◆ **Tasks to perform**:
• 1. List every name the band used in the band history excerpt, from its first practice through its final name.
• 2. Reproduce word for word the part of the band history excerpt that begins at the words "Formation and breakthrough" and stops after "a few weeks.".
• 3. Decide whether each statement agrees with the band history excerpt, and answer yes or no with the deciding words quoted exactly:
(a) Larry Mullen, Jr. was fourteen when he posted the notice seeking musicians.
(b) The band's talent show win in Limerick earned a £1,000 prize.
(c) Bill Graham became U2's manager in May.

◆ **Source excerpt**:
.....
Formation and breakthrough (1976–1979)

The band was formed in Dublin, Ireland on Saturday, 25 September 1976 . Larry Mullen, Jr., then fourteen, posted a notice on his secondary school bulletin board ( Mount Temple Comprehensive School) seeking musicians for a new band. The response that followed that note resulted in seven boys attending the initial practice in Larry's kitchen. Known for about a day as "The Larry Mullen Band," the group featured Mullen on drums, Adam Clayton on bass guitar, Paul Hewson (Bono) on vocals, Dave Evans (The Edge) and his brother Dik Evans on guitar, as well as Mullen's friends Ivan McCormick and Peter Martin. Soon after, the group settled on the name Feedback because of the amplifier noise phenomenon they favored. Martin only came to the first practice, and McCormick was out of the core group within a few weeks.

After 18 months of rehearsals, Feedback changed its name to The Hype. The band performed with their new name at a talent show in Limerick, Ireland on 17 March 1978. One of the judges for the show happened to be CBS Records' Jackie Hayden. The band won the contest, earning a £500 prize. Hayden was impressed enough with the band that he gave them studio time to record their first demo. Jackie Hayden would later work for Irish Magazine Hot Press.

Dik Evans announced his departure in March 1978. The Hype performed a farewell show for Dik at the Community Centre in Howth. Dik walked offstage halfway through the set, later joining the Virgin Prunes, a fellow Dublin band. The remaining four members finished their performance as U2. In May, Paul McGuinness, who had been introduced to the band by Hot Press journalist Bill Graham, became U2's manager.
.....
◆ **Record list**:
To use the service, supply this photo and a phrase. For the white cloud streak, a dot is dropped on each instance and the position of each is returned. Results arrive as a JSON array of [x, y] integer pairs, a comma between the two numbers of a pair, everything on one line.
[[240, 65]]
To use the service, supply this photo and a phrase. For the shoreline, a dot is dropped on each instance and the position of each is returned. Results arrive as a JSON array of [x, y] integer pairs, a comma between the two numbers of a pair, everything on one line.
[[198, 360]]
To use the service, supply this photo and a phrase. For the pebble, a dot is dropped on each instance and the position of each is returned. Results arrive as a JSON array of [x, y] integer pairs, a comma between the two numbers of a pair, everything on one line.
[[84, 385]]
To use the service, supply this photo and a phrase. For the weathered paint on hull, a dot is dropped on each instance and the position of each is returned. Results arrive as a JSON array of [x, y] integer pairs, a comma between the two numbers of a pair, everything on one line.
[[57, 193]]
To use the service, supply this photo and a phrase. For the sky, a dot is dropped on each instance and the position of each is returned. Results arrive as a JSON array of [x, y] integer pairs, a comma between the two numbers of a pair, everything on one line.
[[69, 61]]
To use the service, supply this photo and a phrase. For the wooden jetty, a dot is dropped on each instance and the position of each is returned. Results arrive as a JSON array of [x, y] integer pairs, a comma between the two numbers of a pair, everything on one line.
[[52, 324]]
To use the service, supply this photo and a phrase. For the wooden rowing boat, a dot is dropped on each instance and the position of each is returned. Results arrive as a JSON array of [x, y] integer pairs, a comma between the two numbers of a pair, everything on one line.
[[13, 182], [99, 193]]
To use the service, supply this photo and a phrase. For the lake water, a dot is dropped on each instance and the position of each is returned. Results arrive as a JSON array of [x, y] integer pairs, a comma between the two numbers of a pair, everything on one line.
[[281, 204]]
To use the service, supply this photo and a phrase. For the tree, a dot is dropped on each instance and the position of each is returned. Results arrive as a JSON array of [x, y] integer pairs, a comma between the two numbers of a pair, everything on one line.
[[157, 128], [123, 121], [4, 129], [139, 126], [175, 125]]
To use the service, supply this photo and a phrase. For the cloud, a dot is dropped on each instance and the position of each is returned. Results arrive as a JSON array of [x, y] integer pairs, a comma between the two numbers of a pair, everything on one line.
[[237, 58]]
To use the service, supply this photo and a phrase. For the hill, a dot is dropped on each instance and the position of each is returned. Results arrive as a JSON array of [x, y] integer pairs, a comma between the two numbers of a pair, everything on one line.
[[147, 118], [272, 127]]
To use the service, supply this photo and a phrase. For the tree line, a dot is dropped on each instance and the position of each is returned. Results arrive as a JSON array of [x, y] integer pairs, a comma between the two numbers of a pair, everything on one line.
.....
◆ **Final results**:
• 1.
The Larry Mullen Band
Feedback
The Hype
U2

• 2.
Formation and breakthrough (1976–1979)

The band was formed in Dublin, Ireland on Saturday, 25 September 1976 . Larry Mullen, Jr., then fourteen, posted a notice on his secondary school bulletin board ( Mount Temple Comprehensive School) seeking musicians for a new band. The response that followed that note resulted in seven boys attending the initial practice in Larry's kitchen. Known for about a day as "The Larry Mullen Band," the group featured Mullen on drums, Adam Clayton on bass guitar, Paul Hewson (Bono) on vocals, Dave Evans (The Edge) and his brother Dik Evans on guitar, as well as Mullen's friends Ivan McCormick and Peter Martin. Soon after, the group settled on the name Feedback because of the amplifier noise phenomenon they favored. Martin only came to the first practice, and McCormick was out of the core group within a few weeks.

• 3.
(a) Yes: "Larry Mullen, Jr., then fourteen, posted a notice on his secondary school bulletin board"
(b) No: "The band won the contest, earning a £500 prize."
(c) No: "Paul McGuinness, who had been introduced to the band by Hot Press journalist Bill Graham, became U2's manager."